◆ What needs to be done ◆
Retype the entries below word for word, leaving none out.

Extracted records:
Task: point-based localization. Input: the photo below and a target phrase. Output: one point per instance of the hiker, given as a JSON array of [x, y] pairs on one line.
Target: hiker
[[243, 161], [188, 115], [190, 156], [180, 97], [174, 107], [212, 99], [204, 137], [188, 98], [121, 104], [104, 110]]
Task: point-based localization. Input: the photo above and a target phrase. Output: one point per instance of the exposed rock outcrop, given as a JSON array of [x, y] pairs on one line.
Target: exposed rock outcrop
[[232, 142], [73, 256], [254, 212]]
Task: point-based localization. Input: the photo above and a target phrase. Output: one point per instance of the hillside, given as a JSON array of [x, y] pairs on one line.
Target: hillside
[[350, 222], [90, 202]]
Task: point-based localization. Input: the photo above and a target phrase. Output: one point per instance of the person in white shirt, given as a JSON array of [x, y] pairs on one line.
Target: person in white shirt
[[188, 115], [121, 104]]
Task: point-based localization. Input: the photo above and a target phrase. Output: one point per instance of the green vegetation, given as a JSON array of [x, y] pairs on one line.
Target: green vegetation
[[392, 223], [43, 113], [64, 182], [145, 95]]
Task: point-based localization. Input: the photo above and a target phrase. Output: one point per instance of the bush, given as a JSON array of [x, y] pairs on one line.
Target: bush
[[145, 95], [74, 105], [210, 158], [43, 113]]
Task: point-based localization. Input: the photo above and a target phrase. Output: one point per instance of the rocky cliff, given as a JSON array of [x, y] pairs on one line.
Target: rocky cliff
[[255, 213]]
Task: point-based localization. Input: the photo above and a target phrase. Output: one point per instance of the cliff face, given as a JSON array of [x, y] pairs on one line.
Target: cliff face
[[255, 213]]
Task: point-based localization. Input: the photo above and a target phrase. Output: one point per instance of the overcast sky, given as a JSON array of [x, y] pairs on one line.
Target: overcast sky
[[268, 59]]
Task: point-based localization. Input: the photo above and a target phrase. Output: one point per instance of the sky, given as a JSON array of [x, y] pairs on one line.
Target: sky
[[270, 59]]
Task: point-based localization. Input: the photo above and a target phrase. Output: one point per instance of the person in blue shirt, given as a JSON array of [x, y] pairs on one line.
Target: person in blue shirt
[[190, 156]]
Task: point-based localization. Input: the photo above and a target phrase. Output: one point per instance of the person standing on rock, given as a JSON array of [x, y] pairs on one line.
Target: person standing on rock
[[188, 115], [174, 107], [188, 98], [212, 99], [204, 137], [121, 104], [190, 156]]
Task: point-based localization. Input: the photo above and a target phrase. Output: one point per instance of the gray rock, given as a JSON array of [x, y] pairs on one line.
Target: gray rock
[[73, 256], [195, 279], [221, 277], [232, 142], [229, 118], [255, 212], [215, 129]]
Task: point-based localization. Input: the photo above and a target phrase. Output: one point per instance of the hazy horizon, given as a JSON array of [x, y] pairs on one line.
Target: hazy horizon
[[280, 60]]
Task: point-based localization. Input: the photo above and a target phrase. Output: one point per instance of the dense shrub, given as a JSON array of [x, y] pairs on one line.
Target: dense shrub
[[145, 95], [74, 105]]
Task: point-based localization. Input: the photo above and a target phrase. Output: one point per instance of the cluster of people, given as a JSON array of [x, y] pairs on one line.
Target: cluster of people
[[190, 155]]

◆ Answer section ◆
Task: point-based localization. Input: the photo below and a target phrase. Output: one point per instance of the hiker, given as a JSON array of [x, y] pairs on one line.
Target: hiker
[[243, 161], [188, 115], [190, 156], [180, 97], [174, 107], [212, 99], [204, 137], [188, 98], [121, 104], [104, 110]]
Task: point-based localization. Input: the photo above and a target phrase. Output: one point per instance of the exposed rock outcrop, given as a JSON array of [x, y] pairs on one line.
Target: exposed rock outcrop
[[232, 142], [73, 256], [254, 212]]
Task: point-based localization. Input: the photo above and a target phrase. Output: one point per instance of the hillside, given as a JSON array of [x, y] pairs on one line.
Target: hillside
[[350, 222], [90, 202]]
Task: point-based localization. Input: the photo above and a target phrase. Output: one point per instance of the person in white shirt, given as a JSON array of [x, y] pairs on one line.
Target: person in white shirt
[[188, 115], [121, 104]]
Task: point-based localization. Input: the photo above and a target phrase. Output: one point per instance of the green vegetation, given as a JSON array of [x, y] pairs on one line.
Target: green vegetation
[[392, 223], [43, 113], [64, 182], [145, 95]]
Task: point-based localization. Input: the photo above and a target phrase. Output: one point per instance of the bush, given as a JSON array of [x, y] pairs on one line.
Target: bush
[[145, 95], [74, 105], [210, 158], [43, 113]]
Task: point-based localization. Input: the photo above and a target phrase. Output: one point per instance of the rocky cliff, given as a JSON array of [x, y] pairs on one line.
Target: rocky cliff
[[255, 213]]
Task: point-based localization. Input: the photo above and a target phrase. Output: one point per instance of the cliff face, given as a JSON array of [x, y] pairs on one line.
Target: cliff face
[[255, 213]]
Task: point-based localization. Input: the photo above and a target phrase. Output: one point per instance of the overcast sky, given as a JSON array of [x, y] pairs on one line.
Target: overcast sky
[[268, 59]]
Task: point-based localization. Input: the photo above and a target phrase. Output: one point per instance of the sky, given as a JSON array of [x, y] pairs on one line.
Target: sky
[[270, 59]]
Task: point-based localization. Input: the photo above and a target phrase. Output: one point per instance of the person in blue shirt, given as a JSON array of [x, y] pairs on one line.
Target: person in blue shirt
[[190, 156]]
Task: point-based localization. Input: the photo above and a target phrase. Output: one point per instance of the person standing on rock, given as a JSON array of [x, y] pairs on one line.
Target: person standing on rock
[[188, 115], [174, 107], [188, 98], [212, 99], [204, 137], [121, 104], [190, 156]]
Task: point-based localization. Input: the photo above and a target phrase. Output: one point per instance of the gray rock, given as a JSON array of [x, y] pairs on one line.
Target: gray rock
[[73, 256], [195, 279], [221, 277], [232, 142], [229, 118], [255, 212], [215, 129]]
Task: point-based localization. Input: the photo above and a target phrase. Output: one point per instance of the hazy horizon, given as a JSON array of [x, y] pairs on one line.
Target: hazy horizon
[[280, 60]]
Task: point-based localization. Input: the photo above and a target phrase. Output: one point per instance of the dense shrub, given as a JSON array of [x, y] pairs on one line.
Target: dense shrub
[[145, 95], [74, 105]]
Task: point-based localization. Input: the photo above and a target phrase. Output: one point per instance of the cluster of people, given as a JSON array of [x, y] pairs on one line.
Target: cluster of people
[[190, 155]]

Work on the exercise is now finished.